Saved data entries:
════════════════════

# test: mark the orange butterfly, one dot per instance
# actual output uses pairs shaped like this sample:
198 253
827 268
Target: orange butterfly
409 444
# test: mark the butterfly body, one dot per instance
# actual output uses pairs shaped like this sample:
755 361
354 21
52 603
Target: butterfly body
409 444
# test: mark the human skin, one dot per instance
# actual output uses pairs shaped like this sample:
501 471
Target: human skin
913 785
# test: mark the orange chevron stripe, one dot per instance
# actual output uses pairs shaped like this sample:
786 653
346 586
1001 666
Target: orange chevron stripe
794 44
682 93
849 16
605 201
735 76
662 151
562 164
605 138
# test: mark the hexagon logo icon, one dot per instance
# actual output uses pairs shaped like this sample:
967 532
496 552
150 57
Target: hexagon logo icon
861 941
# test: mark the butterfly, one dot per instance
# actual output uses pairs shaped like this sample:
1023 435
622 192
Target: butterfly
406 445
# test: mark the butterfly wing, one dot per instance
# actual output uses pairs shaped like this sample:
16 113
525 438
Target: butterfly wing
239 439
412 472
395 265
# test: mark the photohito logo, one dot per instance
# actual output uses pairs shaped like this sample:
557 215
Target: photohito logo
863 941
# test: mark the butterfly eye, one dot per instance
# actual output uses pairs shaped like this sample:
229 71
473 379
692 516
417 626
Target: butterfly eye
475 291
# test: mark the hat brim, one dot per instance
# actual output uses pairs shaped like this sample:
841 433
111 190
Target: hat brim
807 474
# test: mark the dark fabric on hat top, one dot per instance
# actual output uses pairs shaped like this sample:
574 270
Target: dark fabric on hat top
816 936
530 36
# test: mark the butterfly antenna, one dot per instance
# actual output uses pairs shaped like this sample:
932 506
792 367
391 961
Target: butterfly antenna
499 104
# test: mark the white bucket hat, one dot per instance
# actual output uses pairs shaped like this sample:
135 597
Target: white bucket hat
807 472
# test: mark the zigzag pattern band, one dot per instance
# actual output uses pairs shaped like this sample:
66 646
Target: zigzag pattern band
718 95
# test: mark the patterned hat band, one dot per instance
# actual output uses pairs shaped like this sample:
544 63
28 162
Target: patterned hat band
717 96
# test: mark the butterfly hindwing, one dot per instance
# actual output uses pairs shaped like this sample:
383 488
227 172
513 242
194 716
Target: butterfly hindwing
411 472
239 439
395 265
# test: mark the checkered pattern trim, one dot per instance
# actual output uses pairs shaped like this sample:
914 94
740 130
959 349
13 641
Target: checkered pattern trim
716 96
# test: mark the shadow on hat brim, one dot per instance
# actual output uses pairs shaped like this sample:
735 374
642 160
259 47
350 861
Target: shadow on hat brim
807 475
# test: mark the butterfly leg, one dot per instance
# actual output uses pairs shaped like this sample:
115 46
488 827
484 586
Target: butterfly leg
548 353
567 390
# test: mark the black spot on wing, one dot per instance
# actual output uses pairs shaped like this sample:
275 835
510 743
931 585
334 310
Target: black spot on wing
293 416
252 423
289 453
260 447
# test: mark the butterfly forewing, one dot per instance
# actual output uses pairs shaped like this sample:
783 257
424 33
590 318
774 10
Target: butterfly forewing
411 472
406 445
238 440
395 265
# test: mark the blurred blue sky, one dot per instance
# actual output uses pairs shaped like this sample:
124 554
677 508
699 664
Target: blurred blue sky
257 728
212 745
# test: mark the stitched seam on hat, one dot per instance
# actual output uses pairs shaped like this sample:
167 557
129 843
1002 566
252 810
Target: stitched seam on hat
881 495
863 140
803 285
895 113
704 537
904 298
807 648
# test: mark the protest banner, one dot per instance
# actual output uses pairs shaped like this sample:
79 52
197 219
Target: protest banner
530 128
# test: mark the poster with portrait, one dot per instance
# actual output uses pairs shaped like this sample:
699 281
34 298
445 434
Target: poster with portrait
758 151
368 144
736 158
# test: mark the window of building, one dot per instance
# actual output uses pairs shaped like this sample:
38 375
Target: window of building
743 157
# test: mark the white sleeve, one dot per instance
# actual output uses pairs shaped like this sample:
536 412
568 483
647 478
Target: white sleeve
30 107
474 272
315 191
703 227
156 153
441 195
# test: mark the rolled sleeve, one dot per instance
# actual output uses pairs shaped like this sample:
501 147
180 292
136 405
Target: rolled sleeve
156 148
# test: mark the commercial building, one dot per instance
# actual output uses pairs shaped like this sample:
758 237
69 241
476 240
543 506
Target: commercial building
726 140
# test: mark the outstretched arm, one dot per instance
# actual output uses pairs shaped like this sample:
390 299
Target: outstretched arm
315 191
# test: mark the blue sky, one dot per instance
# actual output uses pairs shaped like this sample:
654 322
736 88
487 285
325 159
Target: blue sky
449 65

════════════════════

▶ Task brief: Every entry is to be restated exactly, with no line dropped.

▶ Response below:
# test: mark the orange butterfly, one dot per instance
# actual output uses pairs shaped like this sample:
198 253
827 268
Target: orange butterfly
409 444
# test: mark the butterfly body, one dot per instance
# actual output uses pairs shaped like this sample:
755 361
354 21
52 603
Target: butterfly body
409 444
# test: mark the human skin, one dot per instance
# actual output uses pairs shaped like this sample:
501 471
Target: human skin
913 785
# test: mark the orange chevron stripe, one dot per instance
# actual output uses pairs shaped like this sample:
786 653
346 586
1001 666
Target: orange chevron stripe
794 44
682 93
849 16
605 201
735 76
662 151
562 164
605 138
# test: mark the hexagon logo icon, one dot per instance
# actual output uses pairs shaped like this sample:
967 532
496 552
150 57
Target: hexagon logo icon
861 941
# test: mark the butterfly, one dot per instance
# actual output uses pairs shaped like this sample:
1023 435
622 192
Target: butterfly
406 445
# test: mark the butterfly wing, one dot per instance
# actual output uses pairs shaped like this sample:
16 113
525 438
Target: butterfly wing
239 439
412 472
395 265
# test: mark the photohito logo, one dot per instance
# actual output uses pairs shaped like this sample:
557 215
Target: photohito logo
863 941
# test: mark the butterfly eye, one dot per instance
# actual output uses pairs shaped like this sample:
229 71
473 379
692 516
417 626
Target: butterfly eye
475 291
# test: mark the hat brim, one dot per instance
# actual output uses pairs shaped like this sample:
841 433
111 190
Target: hat brim
807 474
# test: mark the dark fabric on hat top, one dot per instance
# actual output uses pairs shaped like this sample:
574 270
Target: dark fabric on hat top
816 936
530 36
# test: mark the butterfly antenna, one dot per instance
# actual output uses pairs shaped like this sample:
932 506
792 367
391 961
Target: butterfly antenna
499 104
# test: mark the white bucket hat, one dot per instance
# actual output uses pairs shaped like this sample:
135 597
Target: white bucket hat
807 472
# test: mark the zigzag pattern band, one dot per instance
# actual output uses pairs shaped like this sample:
66 646
Target: zigzag pattern band
718 95
# test: mark the patterned hat band, one dot per instance
# actual output uses pairs shaped like this sample:
544 63
28 162
Target: patterned hat band
717 96
# test: mark the butterfly hindwing, one dot per instance
# actual output uses pairs shaped like this sample:
383 488
227 172
513 242
194 716
Target: butterfly hindwing
411 472
239 439
395 265
# test: mark the checkered pattern trim, one dot per instance
# actual output uses pairs shaped like this sample:
914 94
740 130
959 349
13 641
Target: checkered pattern trim
716 96
# test: mark the shadow on hat brim, one dot per instance
# actual output uses pairs shaped like this sample:
735 374
642 160
259 47
350 861
Target: shadow on hat brim
807 475
# test: mark the butterfly leg, one dot per instance
# actual output uses pairs shaped like this sample:
115 46
488 827
484 586
Target: butterfly leg
548 353
567 390
# test: mark the black spot on wing, one dot per instance
# actual output uses pairs shaped like this sample:
275 835
510 743
931 585
334 310
Target: black spot on wing
293 416
252 423
289 453
260 447
# test: mark the butterfly forewing, one dot per instance
# actual output uses pairs shaped like this sample:
783 257
424 33
590 318
774 10
Target: butterfly forewing
411 472
406 445
238 440
395 265
# test: mark the blurred blue sky, one dot per instance
# actual output uses pairs shaped like this sample:
124 554
677 508
699 664
Target: blurred blue sky
257 728
212 745
# test: mark the stitched seam on hat, one dot per instance
# actual output uses pairs shaped like this sample:
167 557
129 843
1002 566
252 810
Target: stitched seam on hat
881 495
863 140
803 285
895 113
704 537
904 298
807 648
# test: mark the protest banner, one dot per instance
# actual output uses pairs shaped like this sample:
79 52
197 219
Target: protest banner
530 128
# test: mark the poster with portrait, one dot per instance
# actual output uses pairs shaped like this sample:
699 281
34 298
445 434
Target: poster with portrait
758 151
368 144
736 158
# test: mark the window of building, one dot per instance
# actual output uses pairs shaped like this sample:
38 375
Target: window of building
743 157
# test: mark the white sleeve, one dot per instance
# actual output uses pairs shaped like this sample:
536 412
568 483
647 478
Target: white sleeve
30 107
474 272
315 191
703 227
156 153
441 195
# test: mark the rolled sleeve, one dot per instance
# actual output uses pairs shaped like this sample:
501 147
180 292
136 405
Target: rolled sleeve
156 148
# test: mark the commercial building, one dot per instance
# actual output uses pairs shaped like this sample:
758 237
69 241
476 240
543 506
Target: commercial building
726 140
# test: mark the outstretched arm, one dot per instance
# actual output uses pairs shaped like this sample:
390 299
Target: outstretched arm
315 191
# test: mark the blue sky, one dot per instance
# actual output uses pairs shaped like this sample:
654 322
736 88
487 285
325 159
Target: blue sky
449 65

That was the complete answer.